• [Gestelde opdracht] Zet het volledige onderstaande materiaal om in een JSON-lijst van strings met één string per regel. Laat lege regels weg.

• [Beschikbaar materiaal]
-=-=-=-=-
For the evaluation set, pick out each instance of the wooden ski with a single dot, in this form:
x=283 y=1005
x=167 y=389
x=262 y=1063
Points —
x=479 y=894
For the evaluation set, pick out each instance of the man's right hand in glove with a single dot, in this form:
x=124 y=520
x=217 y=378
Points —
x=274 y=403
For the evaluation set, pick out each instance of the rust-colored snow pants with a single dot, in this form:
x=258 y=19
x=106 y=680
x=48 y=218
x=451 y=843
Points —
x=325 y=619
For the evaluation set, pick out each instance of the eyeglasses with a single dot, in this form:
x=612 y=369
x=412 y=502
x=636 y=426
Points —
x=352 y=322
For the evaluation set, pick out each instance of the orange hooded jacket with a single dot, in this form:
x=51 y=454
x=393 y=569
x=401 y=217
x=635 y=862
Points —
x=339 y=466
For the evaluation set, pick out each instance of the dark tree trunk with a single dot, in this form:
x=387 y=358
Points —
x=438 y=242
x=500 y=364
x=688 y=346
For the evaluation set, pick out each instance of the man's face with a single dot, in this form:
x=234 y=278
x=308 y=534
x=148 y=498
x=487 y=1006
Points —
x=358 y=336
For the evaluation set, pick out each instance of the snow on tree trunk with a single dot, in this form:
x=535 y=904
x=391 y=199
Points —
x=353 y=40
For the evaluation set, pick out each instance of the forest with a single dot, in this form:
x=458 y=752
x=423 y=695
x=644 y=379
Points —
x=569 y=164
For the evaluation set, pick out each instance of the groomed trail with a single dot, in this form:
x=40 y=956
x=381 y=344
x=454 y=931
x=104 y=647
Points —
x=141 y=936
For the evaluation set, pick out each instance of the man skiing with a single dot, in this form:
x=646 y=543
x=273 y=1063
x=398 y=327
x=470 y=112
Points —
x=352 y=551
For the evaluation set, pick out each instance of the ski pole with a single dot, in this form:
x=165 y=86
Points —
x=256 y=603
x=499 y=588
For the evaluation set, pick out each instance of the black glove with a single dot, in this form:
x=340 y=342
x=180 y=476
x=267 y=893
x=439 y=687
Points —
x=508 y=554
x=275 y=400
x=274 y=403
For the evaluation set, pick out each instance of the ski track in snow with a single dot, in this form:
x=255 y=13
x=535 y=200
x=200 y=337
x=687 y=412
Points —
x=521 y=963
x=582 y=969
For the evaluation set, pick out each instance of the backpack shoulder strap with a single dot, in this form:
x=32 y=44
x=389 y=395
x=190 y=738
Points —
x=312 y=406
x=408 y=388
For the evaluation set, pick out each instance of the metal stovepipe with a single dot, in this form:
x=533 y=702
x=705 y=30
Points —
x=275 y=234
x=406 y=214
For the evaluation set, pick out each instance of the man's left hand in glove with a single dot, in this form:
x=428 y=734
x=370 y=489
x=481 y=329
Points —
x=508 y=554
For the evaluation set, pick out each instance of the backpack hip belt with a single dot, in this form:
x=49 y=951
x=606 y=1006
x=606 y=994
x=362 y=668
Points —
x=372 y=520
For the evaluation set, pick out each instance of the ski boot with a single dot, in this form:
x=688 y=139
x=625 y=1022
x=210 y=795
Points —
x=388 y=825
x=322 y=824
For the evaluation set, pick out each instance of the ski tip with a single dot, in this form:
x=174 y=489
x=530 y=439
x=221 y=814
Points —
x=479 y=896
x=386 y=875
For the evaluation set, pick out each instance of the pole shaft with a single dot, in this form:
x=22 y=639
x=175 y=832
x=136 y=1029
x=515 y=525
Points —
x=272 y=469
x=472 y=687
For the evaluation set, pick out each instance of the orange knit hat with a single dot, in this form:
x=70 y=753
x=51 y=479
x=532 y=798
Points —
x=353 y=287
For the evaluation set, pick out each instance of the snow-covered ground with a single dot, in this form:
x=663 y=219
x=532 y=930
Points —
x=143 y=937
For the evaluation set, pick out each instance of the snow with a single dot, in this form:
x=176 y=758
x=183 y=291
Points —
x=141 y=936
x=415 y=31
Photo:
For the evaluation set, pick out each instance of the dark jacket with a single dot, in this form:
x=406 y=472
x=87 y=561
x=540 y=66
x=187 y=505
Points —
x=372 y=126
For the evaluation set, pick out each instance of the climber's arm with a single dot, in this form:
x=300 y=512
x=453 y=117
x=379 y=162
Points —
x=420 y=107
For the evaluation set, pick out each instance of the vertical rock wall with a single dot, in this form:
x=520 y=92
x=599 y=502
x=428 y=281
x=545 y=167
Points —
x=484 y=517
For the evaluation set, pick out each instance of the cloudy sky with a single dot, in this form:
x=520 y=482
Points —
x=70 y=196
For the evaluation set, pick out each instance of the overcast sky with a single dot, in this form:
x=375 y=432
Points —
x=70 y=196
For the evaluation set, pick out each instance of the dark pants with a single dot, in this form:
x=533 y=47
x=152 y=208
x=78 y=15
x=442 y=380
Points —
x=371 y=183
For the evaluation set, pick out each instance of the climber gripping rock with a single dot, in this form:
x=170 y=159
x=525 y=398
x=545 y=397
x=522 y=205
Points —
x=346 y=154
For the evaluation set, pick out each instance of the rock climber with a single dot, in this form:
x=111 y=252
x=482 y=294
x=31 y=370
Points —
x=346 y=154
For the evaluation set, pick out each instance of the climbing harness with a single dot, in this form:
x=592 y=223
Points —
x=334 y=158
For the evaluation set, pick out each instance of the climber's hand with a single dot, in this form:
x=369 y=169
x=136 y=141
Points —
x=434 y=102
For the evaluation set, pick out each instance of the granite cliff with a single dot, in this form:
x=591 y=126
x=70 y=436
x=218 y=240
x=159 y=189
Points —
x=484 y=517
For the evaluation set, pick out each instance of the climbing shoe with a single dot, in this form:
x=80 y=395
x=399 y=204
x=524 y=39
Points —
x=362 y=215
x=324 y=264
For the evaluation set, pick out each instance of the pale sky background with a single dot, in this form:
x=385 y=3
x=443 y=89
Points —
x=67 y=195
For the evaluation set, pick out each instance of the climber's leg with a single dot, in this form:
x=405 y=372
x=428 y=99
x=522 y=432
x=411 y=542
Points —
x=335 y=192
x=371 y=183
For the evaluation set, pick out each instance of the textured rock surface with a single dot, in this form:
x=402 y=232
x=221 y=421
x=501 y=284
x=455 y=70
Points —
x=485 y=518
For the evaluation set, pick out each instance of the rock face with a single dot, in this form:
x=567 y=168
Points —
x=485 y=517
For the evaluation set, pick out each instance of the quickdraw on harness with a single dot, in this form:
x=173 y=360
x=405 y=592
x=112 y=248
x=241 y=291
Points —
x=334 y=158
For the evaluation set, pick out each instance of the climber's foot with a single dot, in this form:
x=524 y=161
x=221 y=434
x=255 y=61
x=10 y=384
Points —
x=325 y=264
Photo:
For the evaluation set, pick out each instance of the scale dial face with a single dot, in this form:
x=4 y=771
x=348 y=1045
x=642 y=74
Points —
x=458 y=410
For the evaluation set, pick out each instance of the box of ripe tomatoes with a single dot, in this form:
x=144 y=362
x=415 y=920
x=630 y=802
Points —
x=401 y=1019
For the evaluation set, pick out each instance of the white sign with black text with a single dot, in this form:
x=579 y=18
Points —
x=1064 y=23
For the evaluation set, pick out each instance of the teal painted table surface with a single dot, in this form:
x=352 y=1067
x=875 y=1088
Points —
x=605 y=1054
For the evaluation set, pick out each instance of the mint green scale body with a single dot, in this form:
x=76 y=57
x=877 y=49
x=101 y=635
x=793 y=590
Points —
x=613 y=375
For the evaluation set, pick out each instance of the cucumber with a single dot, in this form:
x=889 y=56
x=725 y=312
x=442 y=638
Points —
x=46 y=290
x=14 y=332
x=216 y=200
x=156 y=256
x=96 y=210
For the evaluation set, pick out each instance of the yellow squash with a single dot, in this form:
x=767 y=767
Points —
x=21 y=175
-=-=-=-=-
• [Antwoord]
[
  "For the evaluation set, pick out each instance of the wooden ski with a single dot, in this form:",
  "x=283 y=1005",
  "x=167 y=389",
  "x=262 y=1063",
  "Points —",
  "x=479 y=894",
  "For the evaluation set, pick out each instance of the man's right hand in glove with a single dot, in this form:",
  "x=124 y=520",
  "x=217 y=378",
  "Points —",
  "x=274 y=403",
  "For the evaluation set, pick out each instance of the rust-colored snow pants with a single dot, in this form:",
  "x=258 y=19",
  "x=106 y=680",
  "x=48 y=218",
  "x=451 y=843",
  "Points —",
  "x=325 y=619",
  "For the evaluation set, pick out each instance of the eyeglasses with a single dot, in this form:",
  "x=612 y=369",
  "x=412 y=502",
  "x=636 y=426",
  "Points —",
  "x=352 y=322",
  "For the evaluation set, pick out each instance of the orange hooded jacket with a single dot, in this form:",
  "x=51 y=454",
  "x=393 y=569",
  "x=401 y=217",
  "x=635 y=862",
  "Points —",
  "x=339 y=466",
  "For the evaluation set, pick out each instance of the dark tree trunk with a single dot, in this form:",
  "x=387 y=358",
  "Points —",
  "x=438 y=242",
  "x=500 y=364",
  "x=688 y=346",
  "For the evaluation set, pick out each instance of the man's face with a single dot, in this form:",
  "x=234 y=278",
  "x=308 y=534",
  "x=148 y=498",
  "x=487 y=1006",
  "Points —",
  "x=358 y=336",
  "For the evaluation set, pick out each instance of the snow on tree trunk with a single dot, in this form:",
  "x=535 y=904",
  "x=391 y=199",
  "Points —",
  "x=353 y=40",
  "For the evaluation set, pick out each instance of the forest with a single dot, in this form:",
  "x=458 y=752",
  "x=423 y=695",
  "x=644 y=379",
  "Points —",
  "x=569 y=164",
  "For the evaluation set, pick out each instance of the groomed trail with a single dot, in this form:",
  "x=40 y=956",
  "x=381 y=344",
  "x=454 y=931",
  "x=104 y=647",
  "Points —",
  "x=141 y=936",
  "For the evaluation set, pick out each instance of the man skiing with a single dot, in this form:",
  "x=646 y=543",
  "x=273 y=1063",
  "x=398 y=327",
  "x=470 y=112",
  "Points —",
  "x=352 y=551",
  "For the evaluation set, pick out each instance of the ski pole with a single dot, in this form:",
  "x=165 y=86",
  "Points —",
  "x=256 y=603",
  "x=499 y=588",
  "For the evaluation set, pick out each instance of the black glove with a single dot, in this form:",
  "x=340 y=342",
  "x=180 y=476",
  "x=267 y=893",
  "x=439 y=687",
  "Points —",
  "x=508 y=554",
  "x=275 y=400",
  "x=274 y=403",
  "For the evaluation set, pick out each instance of the ski track in snow with a single dot, in this form:",
  "x=255 y=13",
  "x=535 y=200",
  "x=200 y=337",
  "x=687 y=412",
  "Points —",
  "x=521 y=963",
  "x=582 y=969",
  "For the evaluation set, pick out each instance of the backpack shoulder strap with a single dot, in this form:",
  "x=32 y=44",
  "x=389 y=395",
  "x=190 y=738",
  "Points —",
  "x=312 y=406",
  "x=408 y=388",
  "For the evaluation set, pick out each instance of the metal stovepipe with a single dot, in this form:",
  "x=533 y=702",
  "x=705 y=30",
  "Points —",
  "x=275 y=234",
  "x=406 y=214",
  "For the evaluation set, pick out each instance of the man's left hand in glove with a single dot, in this form:",
  "x=428 y=734",
  "x=370 y=489",
  "x=481 y=329",
  "Points —",
  "x=508 y=554",
  "For the evaluation set, pick out each instance of the backpack hip belt with a single dot, in this form:",
  "x=49 y=951",
  "x=606 y=1006",
  "x=606 y=994",
  "x=362 y=668",
  "Points —",
  "x=372 y=520",
  "For the evaluation set, pick out each instance of the ski boot with a single dot, in this form:",
  "x=688 y=139",
  "x=625 y=1022",
  "x=210 y=795",
  "Points —",
  "x=388 y=825",
  "x=322 y=824",
  "For the evaluation set, pick out each instance of the ski tip with a single dot, in this form:",
  "x=174 y=489",
  "x=530 y=439",
  "x=221 y=814",
  "Points —",
  "x=479 y=896",
  "x=386 y=875",
  "For the evaluation set, pick out each instance of the pole shaft with a single dot, in this form:",
  "x=22 y=639",
  "x=175 y=832",
  "x=136 y=1029",
  "x=515 y=525",
  "Points —",
  "x=272 y=469",
  "x=472 y=687",
  "For the evaluation set, pick out each instance of the orange knit hat with a single dot, in this form:",
  "x=70 y=753",
  "x=51 y=479",
  "x=532 y=798",
  "Points —",
  "x=353 y=287",
  "For the evaluation set, pick out each instance of the snow-covered ground with a single dot, in this form:",
  "x=663 y=219",
  "x=532 y=930",
  "Points —",
  "x=143 y=937",
  "For the evaluation set, pick out each instance of the snow with a single dot, in this form:",
  "x=176 y=758",
  "x=183 y=291",
  "Points —",
  "x=141 y=936",
  "x=415 y=31",
  "Photo:",
  "For the evaluation set, pick out each instance of the dark jacket with a single dot, in this form:",
  "x=406 y=472",
  "x=87 y=561",
  "x=540 y=66",
  "x=187 y=505",
  "Points —",
  "x=372 y=126",
  "For the evaluation set, pick out each instance of the climber's arm with a single dot, in this form:",
  "x=300 y=512",
  "x=453 y=117",
  "x=379 y=162",
  "Points —",
  "x=420 y=107",
  "For the evaluation set, pick out each instance of the vertical rock wall with a single dot, in this form:",
  "x=520 y=92",
  "x=599 y=502",
  "x=428 y=281",
  "x=545 y=167",
  "Points —",
  "x=484 y=517",
  "For the evaluation set, pick out each instance of the cloudy sky with a single dot, in this form:",
  "x=520 y=482",
  "Points —",
  "x=70 y=196",
  "For the evaluation set, pick out each instance of the overcast sky with a single dot, in this form:",
  "x=375 y=432",
  "Points —",
  "x=70 y=196",
  "For the evaluation set, pick out each instance of the dark pants with a single dot, in this form:",
  "x=533 y=47",
  "x=152 y=208",
  "x=78 y=15",
  "x=442 y=380",
  "Points —",
  "x=371 y=183",
  "For the evaluation set, pick out each instance of the climber gripping rock with a single dot, in this form:",
  "x=170 y=159",
  "x=525 y=398",
  "x=545 y=397",
  "x=522 y=205",
  "Points —",
  "x=346 y=154",
  "For the evaluation set, pick out each instance of the rock climber with a single dot, in this form:",
  "x=111 y=252",
  "x=482 y=294",
  "x=31 y=370",
  "Points —",
  "x=346 y=154",
  "For the evaluation set, pick out each instance of the climbing harness with a single dot, in this form:",
  "x=592 y=223",
  "Points —",
  "x=334 y=158",
  "For the evaluation set, pick out each instance of the climber's hand with a single dot, in this form:",
  "x=369 y=169",
  "x=136 y=141",
  "Points —",
  "x=434 y=102",
  "For the evaluation set, pick out each instance of the granite cliff with a single dot, in this form:",
  "x=591 y=126",
  "x=70 y=436",
  "x=218 y=240",
  "x=159 y=189",
  "Points —",
  "x=484 y=517",
  "For the evaluation set, pick out each instance of the climbing shoe with a single dot, in this form:",
  "x=80 y=395",
  "x=399 y=204",
  "x=524 y=39",
  "Points —",
  "x=362 y=215",
  "x=324 y=264",
  "For the evaluation set, pick out each instance of the pale sky background with a single dot, in this form:",
  "x=385 y=3",
  "x=443 y=89",
  "Points —",
  "x=67 y=195",
  "For the evaluation set, pick out each instance of the climber's leg with a single dot, in this form:",
  "x=405 y=372",
  "x=428 y=99",
  "x=522 y=432",
  "x=411 y=542",
  "Points —",
  "x=335 y=192",
  "x=371 y=183",
  "For the evaluation set, pick out each instance of the textured rock surface with a single dot, in this form:",
  "x=402 y=232",
  "x=221 y=421",
  "x=501 y=284",
  "x=455 y=70",
  "Points —",
  "x=485 y=518",
  "For the evaluation set, pick out each instance of the rock face with a single dot, in this form:",
  "x=567 y=168",
  "Points —",
  "x=485 y=517",
  "For the evaluation set, pick out each instance of the quickdraw on harness with a single dot, in this form:",
  "x=173 y=360",
  "x=405 y=592",
  "x=112 y=248",
  "x=241 y=291",
  "Points —",
  "x=334 y=158",
  "For the evaluation set, pick out each instance of the climber's foot with a single dot, in this form:",
  "x=524 y=161",
  "x=221 y=434",
  "x=255 y=61",
  "x=10 y=384",
  "Points —",
  "x=325 y=264",
  "Photo:",
  "For the evaluation set, pick out each instance of the scale dial face with a single dot, in this form:",
  "x=4 y=771",
  "x=348 y=1045",
  "x=642 y=74",
  "Points —",
  "x=458 y=410",
  "For the evaluation set, pick out each instance of the box of ripe tomatoes with a single dot, in this form:",
  "x=144 y=362",
  "x=415 y=920",
  "x=630 y=802",
  "Points —",
  "x=401 y=1019",
  "For the evaluation set, pick out each instance of the white sign with black text with a single dot, in this form:",
  "x=579 y=18",
  "Points —",
  "x=1064 y=23",
  "For the evaluation set, pick out each instance of the teal painted table surface with a single dot, in this form:",
  "x=352 y=1067",
  "x=875 y=1088",
  "Points —",
  "x=605 y=1054",
  "For the evaluation set, pick out each instance of the mint green scale body with a single dot, in this form:",
  "x=76 y=57",
  "x=877 y=49",
  "x=101 y=635",
  "x=793 y=590",
  "Points —",
  "x=613 y=375",
  "For the evaluation set, pick out each instance of the cucumber with a single dot, in this form:",
  "x=889 y=56",
  "x=725 y=312",
  "x=442 y=638",
  "Points —",
  "x=46 y=290",
  "x=14 y=332",
  "x=216 y=200",
  "x=156 y=256",
  "x=96 y=210",
  "For the evaluation set, pick out each instance of the yellow squash with a single dot, in this form:",
  "x=767 y=767",
  "Points —",
  "x=21 y=175"
]